* begin *
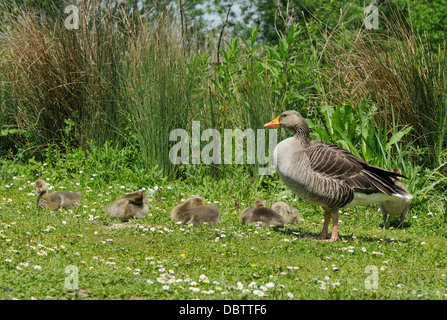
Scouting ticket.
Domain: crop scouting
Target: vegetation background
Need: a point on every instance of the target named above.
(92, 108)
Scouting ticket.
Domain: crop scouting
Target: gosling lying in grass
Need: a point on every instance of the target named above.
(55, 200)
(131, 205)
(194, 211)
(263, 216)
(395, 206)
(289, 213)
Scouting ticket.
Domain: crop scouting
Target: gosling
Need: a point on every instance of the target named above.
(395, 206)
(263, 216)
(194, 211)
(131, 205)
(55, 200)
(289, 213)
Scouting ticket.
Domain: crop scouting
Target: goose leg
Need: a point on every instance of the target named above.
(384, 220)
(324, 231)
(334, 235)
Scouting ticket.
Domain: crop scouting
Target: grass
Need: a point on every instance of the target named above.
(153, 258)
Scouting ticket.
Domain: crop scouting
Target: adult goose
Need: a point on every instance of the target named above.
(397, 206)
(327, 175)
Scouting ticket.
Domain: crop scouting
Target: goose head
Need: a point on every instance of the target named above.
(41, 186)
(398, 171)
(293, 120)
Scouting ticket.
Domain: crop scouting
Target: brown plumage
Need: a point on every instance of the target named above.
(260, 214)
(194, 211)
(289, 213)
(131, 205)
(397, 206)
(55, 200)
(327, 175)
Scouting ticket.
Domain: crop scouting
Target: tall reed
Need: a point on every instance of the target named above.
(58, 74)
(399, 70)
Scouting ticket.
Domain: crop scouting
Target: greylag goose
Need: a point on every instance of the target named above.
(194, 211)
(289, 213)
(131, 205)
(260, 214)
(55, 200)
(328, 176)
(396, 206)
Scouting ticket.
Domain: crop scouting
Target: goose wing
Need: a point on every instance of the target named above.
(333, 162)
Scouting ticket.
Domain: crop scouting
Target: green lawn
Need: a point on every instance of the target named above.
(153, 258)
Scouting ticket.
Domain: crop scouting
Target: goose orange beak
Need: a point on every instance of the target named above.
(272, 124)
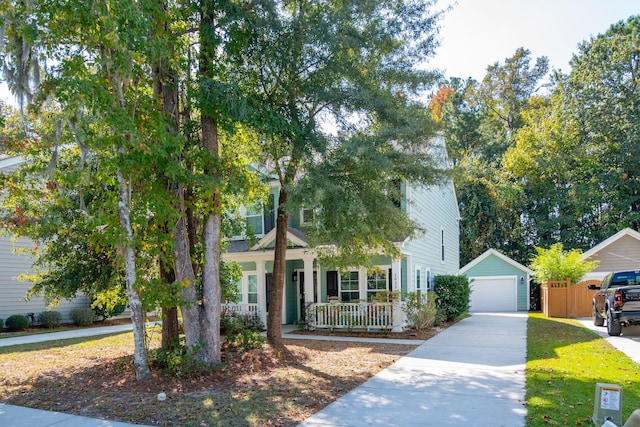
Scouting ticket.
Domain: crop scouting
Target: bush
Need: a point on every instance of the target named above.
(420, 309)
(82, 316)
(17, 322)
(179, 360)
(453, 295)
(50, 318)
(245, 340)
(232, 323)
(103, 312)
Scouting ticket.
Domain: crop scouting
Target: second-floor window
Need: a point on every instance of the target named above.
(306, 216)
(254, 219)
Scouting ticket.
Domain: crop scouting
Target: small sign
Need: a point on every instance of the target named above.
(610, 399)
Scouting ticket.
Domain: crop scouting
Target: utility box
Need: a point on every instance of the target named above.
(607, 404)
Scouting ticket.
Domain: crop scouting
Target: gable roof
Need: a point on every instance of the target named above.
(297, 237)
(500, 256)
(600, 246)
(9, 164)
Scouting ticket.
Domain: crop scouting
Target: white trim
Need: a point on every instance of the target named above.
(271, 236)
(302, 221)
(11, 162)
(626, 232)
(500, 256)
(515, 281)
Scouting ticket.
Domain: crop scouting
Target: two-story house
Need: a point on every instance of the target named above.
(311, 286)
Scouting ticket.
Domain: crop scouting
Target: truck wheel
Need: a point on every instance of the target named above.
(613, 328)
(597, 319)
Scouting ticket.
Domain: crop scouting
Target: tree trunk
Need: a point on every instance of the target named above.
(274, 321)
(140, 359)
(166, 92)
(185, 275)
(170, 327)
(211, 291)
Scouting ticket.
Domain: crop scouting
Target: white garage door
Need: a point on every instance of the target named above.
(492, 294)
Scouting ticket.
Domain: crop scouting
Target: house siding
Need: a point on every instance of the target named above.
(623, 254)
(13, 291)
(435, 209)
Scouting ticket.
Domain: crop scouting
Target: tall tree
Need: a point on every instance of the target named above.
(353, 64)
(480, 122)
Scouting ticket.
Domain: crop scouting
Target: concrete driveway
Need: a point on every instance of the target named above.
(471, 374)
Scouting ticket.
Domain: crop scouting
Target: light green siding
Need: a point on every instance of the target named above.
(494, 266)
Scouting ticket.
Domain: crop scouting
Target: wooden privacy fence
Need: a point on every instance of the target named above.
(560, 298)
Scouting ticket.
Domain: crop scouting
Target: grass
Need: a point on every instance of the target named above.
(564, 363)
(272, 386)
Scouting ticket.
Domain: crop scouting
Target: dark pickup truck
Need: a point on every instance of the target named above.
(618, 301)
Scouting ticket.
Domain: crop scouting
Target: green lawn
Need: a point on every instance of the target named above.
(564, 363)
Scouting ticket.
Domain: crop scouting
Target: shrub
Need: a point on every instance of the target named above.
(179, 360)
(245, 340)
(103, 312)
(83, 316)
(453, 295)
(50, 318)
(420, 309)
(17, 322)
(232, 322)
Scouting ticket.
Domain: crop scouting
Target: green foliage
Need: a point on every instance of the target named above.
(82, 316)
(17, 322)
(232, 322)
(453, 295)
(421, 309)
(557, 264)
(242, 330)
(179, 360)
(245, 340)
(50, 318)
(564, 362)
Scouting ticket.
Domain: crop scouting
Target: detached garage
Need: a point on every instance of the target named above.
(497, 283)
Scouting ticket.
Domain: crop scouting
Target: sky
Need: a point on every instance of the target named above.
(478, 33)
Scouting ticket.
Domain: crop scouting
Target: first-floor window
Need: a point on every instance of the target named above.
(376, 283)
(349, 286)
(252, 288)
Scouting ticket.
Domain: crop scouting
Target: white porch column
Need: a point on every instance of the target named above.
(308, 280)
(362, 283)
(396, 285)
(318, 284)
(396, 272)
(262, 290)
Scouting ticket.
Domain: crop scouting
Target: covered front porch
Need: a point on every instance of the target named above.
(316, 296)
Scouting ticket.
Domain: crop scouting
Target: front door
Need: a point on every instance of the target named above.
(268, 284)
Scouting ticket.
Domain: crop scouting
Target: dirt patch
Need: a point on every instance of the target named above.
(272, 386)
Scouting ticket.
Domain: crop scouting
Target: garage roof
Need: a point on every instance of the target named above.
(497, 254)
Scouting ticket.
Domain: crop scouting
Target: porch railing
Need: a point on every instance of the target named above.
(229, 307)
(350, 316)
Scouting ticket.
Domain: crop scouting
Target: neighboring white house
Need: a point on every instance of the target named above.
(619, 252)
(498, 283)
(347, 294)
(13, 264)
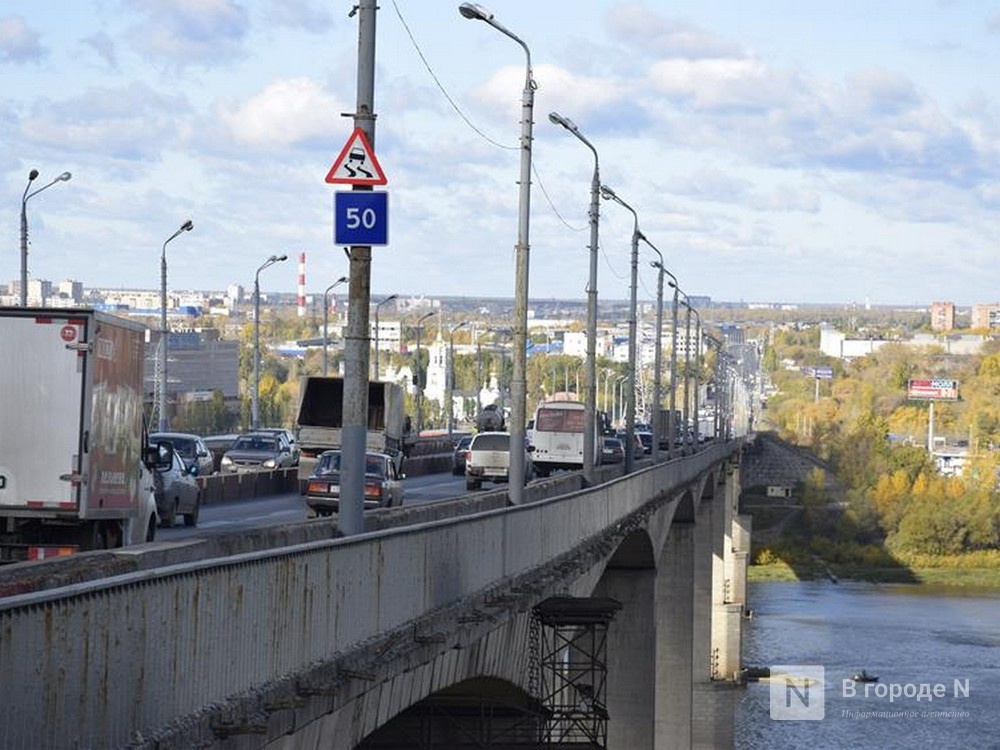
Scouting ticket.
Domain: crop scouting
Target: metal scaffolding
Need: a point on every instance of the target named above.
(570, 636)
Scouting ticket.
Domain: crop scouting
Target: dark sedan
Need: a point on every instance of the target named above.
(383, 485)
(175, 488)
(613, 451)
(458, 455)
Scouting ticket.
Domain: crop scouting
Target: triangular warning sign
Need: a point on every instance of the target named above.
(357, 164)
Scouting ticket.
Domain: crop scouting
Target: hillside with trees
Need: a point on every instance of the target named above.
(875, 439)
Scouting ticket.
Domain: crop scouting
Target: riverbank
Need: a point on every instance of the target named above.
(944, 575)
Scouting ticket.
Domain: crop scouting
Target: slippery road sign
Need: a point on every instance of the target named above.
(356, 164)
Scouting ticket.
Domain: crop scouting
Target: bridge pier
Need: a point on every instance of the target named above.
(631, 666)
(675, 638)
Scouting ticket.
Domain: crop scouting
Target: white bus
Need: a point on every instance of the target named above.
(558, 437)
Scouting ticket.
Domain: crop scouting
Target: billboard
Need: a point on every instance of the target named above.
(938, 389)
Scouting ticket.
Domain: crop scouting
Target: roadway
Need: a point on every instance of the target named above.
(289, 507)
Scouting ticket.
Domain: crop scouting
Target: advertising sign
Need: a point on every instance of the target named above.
* end *
## Problem to work on
Make an exact copy of the listing above. Do not include the pictures.

## Expected output
Scouting ticket.
Domain: crop scouting
Target: vegetation background
Need: a point on every instance of the target named above.
(92, 108)
Scouting ticket.
Domain: crop scouting
Target: gosling lying in grass
Need: a point on every instance of the target named above.
(55, 200)
(131, 205)
(194, 211)
(263, 216)
(395, 206)
(289, 213)
Scouting ticket.
Domain: crop scouting
Target: gosling
Need: a point on every instance of the target named above.
(395, 206)
(263, 216)
(194, 211)
(131, 205)
(55, 200)
(289, 213)
Scouting ticket.
Domain: crop scouting
Target: goose leg
Need: a point on every instance of the target named above.
(384, 220)
(324, 231)
(334, 235)
Scouting ticket.
Domain: crop scouting
Target: grass
Need: a point on every instance of the target named above.
(153, 258)
Scouting ticket.
Domain: crop scouting
Target: adult goose
Need: a point on every instance of the target named above.
(397, 206)
(327, 175)
Scouting ticket.
Domain: crop scouting
Target: goose head
Need: a point on every instance of the target named above.
(41, 186)
(398, 171)
(293, 120)
Scouting ticket.
Domain: crop scouting
Target: brown plumage
Need: a point on every instance of the target named above.
(260, 214)
(194, 211)
(289, 213)
(131, 205)
(397, 206)
(55, 200)
(327, 175)
Scouting ticket.
Domain: crop scouting
Target: tall reed
Need: a point on every instance of the target named above.
(58, 74)
(399, 70)
Scouting ticket.
Domain: crop scouting
Target: greylag goose
Need: a point on every instance of the target named above.
(194, 211)
(289, 213)
(131, 205)
(260, 214)
(55, 200)
(328, 176)
(396, 206)
Scouting ticket.
Domain: crop scouting
Target: goose wing
Need: a point on every instance of the target named above.
(333, 162)
Scouting ticket.
Domain: crop scouting
Target: green lawn
Need: a point on every instance of the target named above.
(153, 258)
Scouting ticket.
Domain: crop scouting
Target: goose orange beak
Need: a point on every instance of the target named above.
(272, 124)
Scouting ticket.
Domain: crop scouting
Target: bush
Need: a point on every instance of the target named above.
(420, 309)
(82, 316)
(17, 322)
(179, 360)
(453, 295)
(50, 318)
(245, 340)
(232, 323)
(103, 312)
Scouting ticket.
Domain: crop scouting
Target: second-floor window
Need: a point on every instance of the target named above.
(306, 216)
(254, 219)
Scouting ticket.
Domain: crop scouting
Target: small sign
Need: a point on every instance of the target named above.
(610, 399)
Scouting ticket.
Domain: crop scouting
Target: utility box
Need: a point on every instance of the target named above.
(607, 404)
Scouting ticket.
Domain: crop scouting
Target: gable roof
Need: a point on every instance of the target named above.
(297, 237)
(500, 256)
(600, 246)
(9, 164)
Scouting ticket.
Domain: crop scouting
Target: white trim
Need: a point on every instance of the target named above.
(271, 236)
(302, 221)
(11, 162)
(626, 232)
(500, 256)
(515, 281)
Scouting ticket.
Domain: crop scouting
Target: two-story house
Need: a point on every instance of the target named above.
(311, 286)
Scouting ticket.
Domain: crop scouting
Target: truck wheel
Need: a point on every instance of the target named above.
(613, 328)
(597, 319)
Scouting ticket.
Domain: crop scouting
Target: tree trunk
Need: a point on every instance of the target named above.
(274, 321)
(140, 359)
(166, 92)
(185, 275)
(170, 327)
(211, 291)
Scouting ticket.
Domain: crop scouting
Target: white garage door
Need: a point on every instance of the target named above.
(492, 294)
Scouting ticket.
Domain: crop scouting
Target: house siding
Need: a point on every instance of the target named above.
(623, 254)
(13, 291)
(435, 209)
Scouting ticket.
Domain: crop scouting
Target: tall tree
Need: a point on every instance of the target named above.
(353, 64)
(480, 122)
Scouting ticket.
Domain: crop scouting
Target: concrete driveway
Need: a point on every instance of the target named above.
(471, 374)
Scouting ticket.
Domain: crop scouting
Target: light green siding
Need: a point on every instance of the target named above.
(494, 266)
Scouting ticket.
Domain: crop scouting
Target: wooden privacy fence
Need: a point on every instance of the target named above.
(560, 298)
Scouting ticket.
Domain: crop scouting
Target: grass
Need: a point on every instance of the target named above.
(564, 363)
(272, 386)
Scouting ticket.
Domain: crop scouting
Target: dark pickup truck
Need: a point on every instance of the target named above.
(618, 301)
Scouting ticket.
Domain: crop scouting
Target: green lawn
Need: a point on every instance of the target named above.
(564, 363)
Scouting ticket.
Domain: crop scouting
Target: shrub
Need: a point on every instance of the target named above.
(179, 360)
(245, 340)
(103, 312)
(83, 316)
(453, 295)
(50, 318)
(420, 309)
(17, 322)
(232, 322)
Scouting ticket.
Domain: crop scouting
Target: green foliage
Need: a point on every instance of the target named above.
(82, 316)
(17, 322)
(232, 322)
(453, 295)
(421, 309)
(557, 264)
(242, 330)
(179, 360)
(245, 340)
(50, 318)
(564, 362)
Scouting ticket.
Domain: crop scouting
Target: detached garage
Need: a point on every instance of the target named above.
(497, 283)
Scouting ticket.
Domain: crop scouting
Target: sky
Need: a point on every instance of the target named above.
(478, 33)
Scouting ticket.
Domain: crop scouting
Target: first-floor window
Need: a point on every instance of the target named above.
(376, 283)
(349, 286)
(252, 288)
Scouting ticket.
Domain: crop scouting
Target: white porch column
Need: a point on every instance of the target named above.
(308, 280)
(362, 283)
(396, 285)
(318, 284)
(396, 272)
(262, 290)
Scouting ticket.
Domain: crop scouting
Target: covered front porch
Need: a point on every instance of the target named above.
(316, 296)
Scouting ticket.
Domain: crop scouting
Target: front door
Need: a point on every instance of the target named above.
(268, 284)
Scouting ticket.
Domain: crop scouting
Target: dirt patch
Need: a point on every instance of the target named above.
(272, 386)
Scouting ticket.
Domain: crop scouting
Target: garage roof
Need: a point on every instance of the target named above.
(497, 254)
Scouting ticket.
Domain: crop scouting
Target: porch railing
Need: a point on every instance of the target named above.
(229, 307)
(350, 316)
Scouting ticket.
Domain: crop scouting
Target: neighboring white house
Need: a point on every instance of the target named above.
(619, 252)
(498, 283)
(347, 294)
(13, 264)
Scouting ticket.
Domain: crop scouting
Target: metal scaffolding
Need: a point on every instance of the target named above.
(570, 636)
Scouting ticket.
Domain: crop scouting
Target: dark sedan
Need: a point on every instance of the target named above.
(383, 485)
(175, 488)
(613, 451)
(458, 455)
Scouting ticket.
Domain: crop scouting
Target: triangular warning sign
Need: a point on every instance of the target named above.
(357, 164)
Scouting ticket.
Domain: crop scouting
Target: hillside with trees
Need: a point on every instance of the target named above.
(875, 439)
Scouting ticket.
Domain: crop scouting
Target: riverbank
Need: a point on every instance of the target named above.
(944, 575)
Scouting ticket.
Domain: crop scouting
Target: slippery road sign
Need: a point on every instance of the target named above.
(356, 164)
Scouting ticket.
Domain: crop scouting
Target: bridge pier
Need: a point on every instance of the target named above.
(631, 666)
(675, 638)
Scouting ticket.
Domain: crop scouting
Target: white bus
Need: a point on every instance of the target named above.
(558, 437)
Scouting ticket.
Domain: crop scouting
Target: billboard
Need: a point on every instance of the target named above.
(938, 389)
Scouting ticket.
Domain: crop scouting
Target: roadway
Need: a point on every instance of the target named above.
(289, 507)
Scouting ticket.
Domain: crop scouting
Target: advertising sign
Need: a point on every instance of the target named above.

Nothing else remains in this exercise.